### DOCUMENT PASSAGE
(begin)
No matter how senior, authoritative, or developmental a leader you are, you can’t manage your organization’s culture alone. You need everyone working together. And although you can discuss culture in detail in the boardroom, that’s not where culture develops. Changes in culture happen where the employees are.

But it won’t work to micromanage those cultural changes or force their implementation from the C-suite. If successive levels of management can’t manage change successfully, then you’ve got a problem that directives alone won’t fix. Your managers might be the wrong people or may not have been developed well enough. Or perhaps your C-suite hasn’t required a healthy level of accountability from them.

Take It from the Top

Who will articulate what needs to be accomplished? Starting at the most senior levels of the organization, make sure every team leader understands the part they play in supporting the culture and helping their teams support it too. Make cultural norms and values part of daily discussions. In group meetings, ask consistently: How can we best accomplish X? How could we be better at Y?
(end)
### DATASET EXTRACT
(begin)
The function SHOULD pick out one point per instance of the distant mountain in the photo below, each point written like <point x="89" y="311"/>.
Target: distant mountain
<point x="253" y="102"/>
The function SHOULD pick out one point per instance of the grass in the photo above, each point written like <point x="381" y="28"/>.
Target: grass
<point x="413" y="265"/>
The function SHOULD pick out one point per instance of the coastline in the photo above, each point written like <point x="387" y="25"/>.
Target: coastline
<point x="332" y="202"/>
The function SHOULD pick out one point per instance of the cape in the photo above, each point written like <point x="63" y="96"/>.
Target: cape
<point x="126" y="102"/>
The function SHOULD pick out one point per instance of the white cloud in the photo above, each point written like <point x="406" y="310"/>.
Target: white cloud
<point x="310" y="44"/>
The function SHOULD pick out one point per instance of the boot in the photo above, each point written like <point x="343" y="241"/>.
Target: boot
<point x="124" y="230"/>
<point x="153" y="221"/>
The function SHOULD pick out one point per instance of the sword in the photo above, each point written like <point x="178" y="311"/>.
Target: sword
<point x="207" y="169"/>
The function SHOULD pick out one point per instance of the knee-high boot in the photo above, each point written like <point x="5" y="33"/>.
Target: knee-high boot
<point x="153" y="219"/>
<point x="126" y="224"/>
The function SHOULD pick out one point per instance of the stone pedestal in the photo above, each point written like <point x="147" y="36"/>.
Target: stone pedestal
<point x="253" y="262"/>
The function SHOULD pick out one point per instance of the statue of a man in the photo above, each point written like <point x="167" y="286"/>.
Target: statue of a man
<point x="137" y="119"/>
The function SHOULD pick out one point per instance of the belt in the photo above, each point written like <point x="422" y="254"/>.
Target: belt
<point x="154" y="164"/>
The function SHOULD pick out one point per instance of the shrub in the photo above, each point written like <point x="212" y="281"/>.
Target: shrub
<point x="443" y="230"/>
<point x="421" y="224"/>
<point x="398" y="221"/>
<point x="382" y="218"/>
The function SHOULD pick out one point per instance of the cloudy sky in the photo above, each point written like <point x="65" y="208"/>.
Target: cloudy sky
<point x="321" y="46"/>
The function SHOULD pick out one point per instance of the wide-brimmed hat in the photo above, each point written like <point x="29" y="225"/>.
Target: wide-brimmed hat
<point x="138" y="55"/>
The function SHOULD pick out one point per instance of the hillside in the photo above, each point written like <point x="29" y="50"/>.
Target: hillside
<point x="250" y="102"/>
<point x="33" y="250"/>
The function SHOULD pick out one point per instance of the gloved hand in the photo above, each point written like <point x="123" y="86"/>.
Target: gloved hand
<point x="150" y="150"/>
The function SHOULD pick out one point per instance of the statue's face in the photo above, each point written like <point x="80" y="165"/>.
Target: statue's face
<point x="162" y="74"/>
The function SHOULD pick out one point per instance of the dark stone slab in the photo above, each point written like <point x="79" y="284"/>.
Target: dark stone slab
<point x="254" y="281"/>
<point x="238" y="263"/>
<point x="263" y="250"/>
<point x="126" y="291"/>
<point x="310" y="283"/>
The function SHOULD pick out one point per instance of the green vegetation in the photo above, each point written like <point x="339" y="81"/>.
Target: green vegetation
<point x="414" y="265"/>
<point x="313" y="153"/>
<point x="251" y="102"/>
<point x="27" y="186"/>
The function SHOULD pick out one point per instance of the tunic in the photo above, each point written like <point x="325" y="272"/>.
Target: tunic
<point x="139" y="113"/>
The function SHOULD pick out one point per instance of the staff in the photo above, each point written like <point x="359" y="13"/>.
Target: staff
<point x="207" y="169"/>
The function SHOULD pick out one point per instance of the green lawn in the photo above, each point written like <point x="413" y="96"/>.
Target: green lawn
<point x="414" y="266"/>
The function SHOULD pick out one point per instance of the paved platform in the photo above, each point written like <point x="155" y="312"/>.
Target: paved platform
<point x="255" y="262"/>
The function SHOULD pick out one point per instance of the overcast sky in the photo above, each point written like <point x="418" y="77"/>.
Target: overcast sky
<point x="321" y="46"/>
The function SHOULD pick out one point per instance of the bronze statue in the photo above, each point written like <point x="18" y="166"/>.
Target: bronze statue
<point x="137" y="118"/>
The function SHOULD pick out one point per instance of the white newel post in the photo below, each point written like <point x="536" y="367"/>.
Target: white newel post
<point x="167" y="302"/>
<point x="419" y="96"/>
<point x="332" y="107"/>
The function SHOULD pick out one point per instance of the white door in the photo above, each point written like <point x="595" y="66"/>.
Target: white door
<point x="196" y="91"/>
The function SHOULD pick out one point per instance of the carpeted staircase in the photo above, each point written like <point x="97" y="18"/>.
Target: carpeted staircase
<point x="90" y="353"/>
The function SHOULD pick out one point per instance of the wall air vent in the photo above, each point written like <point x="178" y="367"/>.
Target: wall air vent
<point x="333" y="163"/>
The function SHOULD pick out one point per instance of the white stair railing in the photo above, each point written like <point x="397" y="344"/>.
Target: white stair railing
(end)
### EXERCISE SET
1/ Write out the part of the passage on workplace culture that begins at the words "But it won’t" and ends after the words "accountability from them.", with no changes.
2/ Reproduce the rows without any change, starting at the line with "the white newel" and continuing through the last row, both ends included.
The passage on workplace culture and the rows were taken from unrelated sources.

### SOLUTIONS
1/
But it won’t work to micromanage those cultural changes or force their implementation from the C-suite. If successive levels of management can’t manage change successfully, then you’ve got a problem that directives alone won’t fix. Your managers might be the wrong people or may not have been developed well enough. Or perhaps your C-suite hasn’t required a healthy level of accountability from them.

2/
The function SHOULD pick out one point per instance of the white newel post in the photo below, each point written like <point x="536" y="367"/>.
Target: white newel post
<point x="167" y="302"/>
<point x="419" y="96"/>
<point x="332" y="107"/>
The function SHOULD pick out one point per instance of the white door in the photo above, each point written like <point x="595" y="66"/>.
Target: white door
<point x="196" y="91"/>
The function SHOULD pick out one point per instance of the carpeted staircase in the photo above, each point written like <point x="97" y="18"/>.
Target: carpeted staircase
<point x="90" y="353"/>
The function SHOULD pick out one point per instance of the wall air vent in the photo above, each point written like <point x="178" y="367"/>.
Target: wall air vent
<point x="333" y="163"/>
The function SHOULD pick out one point per instance of the white stair railing in the photo above, each point written like <point x="397" y="344"/>.
Target: white stair railing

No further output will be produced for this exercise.